▶ [DOCUMENT]:
Discount Rate Regulation for Canadian Private Defined Benefit Pension Plans

  • Global Risk Institute
A piggy bank sitting on grass with a clear blue sky in the background.

Executive Summary

In Canada, private DB plans follow the Canadian Institute of Chartered Accountants’ (CICA) guidelines for calculating their accounting liabilities. According to regulatory guidance CICA 3461, private DB plans should use the yield of high quality fixed income securities that generate cash flows matching the expected amount and timing of the plan’s benefit payments to discount pension liabilities.

This regulation is challenged by the incomplete long-term bond market. Since DB pension plans are often confronted with ultra-long-term commitments with maturities of more than 70 years, the valuation of DB pension liabilities rely on ultra-long term (30 years +) interest rates. The market for these ultra-long-term instruments is much less liquid and in Canada high-quality corporate bonds with maturities of more than 10 years virtually non-existent.

▶ [INFORMATION PROVIDED]:
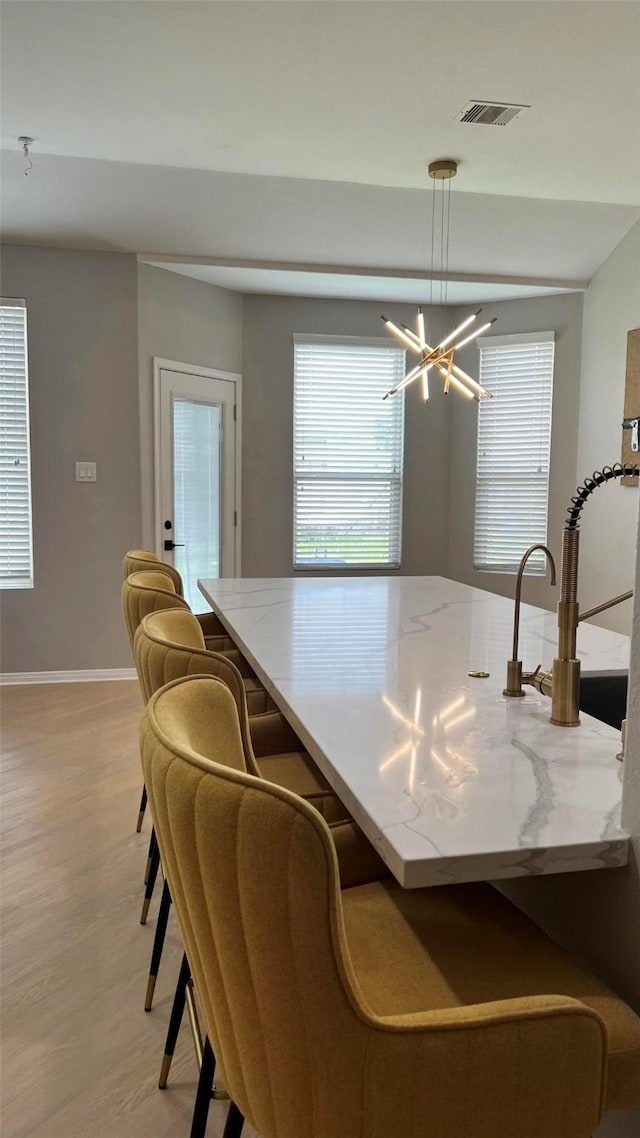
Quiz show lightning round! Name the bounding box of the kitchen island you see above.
[199,577,629,888]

▶ [INSTRUCTIONS]:
1 – In the text on pension discount rates, which regulatory guidance tells private DB plans what yield to use when discounting pension liabilities?
2 – Carry on the text on discount rate regulation for Canadian pension plans, beginning after its final sentence.
The data is not needed for this work.

▶ [ANSWERS PROVIDED]:
1 – CICA 3461.

2 –
Due to the incompleteness of the long-term bond market, it is necessary to extrapolate the term structure of the corporate bond interest rates beyond the maturity of the longest dated market-available instrument. The current extrapolation method (according to a CIA Educational Note)1 that extends the smoothed or regressed function beyond the LLP to complete the yield curve, can be very risky and chaotic. Under both interpolation and extrapolation, smoothing of the discontinuous bond prices is susceptible to both parameter and model risk.

This paper proposes to use an ultimate forward rate (UFR) method to extrapolate the corporate yield. This is a subjective method that extrapolates the liquid market interest rates such that they converge in the long run to an unconditional ultimate forward rate. Different from the UFR method adopted in Europe, the Canadian UFR includes additional default risk premium so as to adjust the spread between government and corporate long-term yields.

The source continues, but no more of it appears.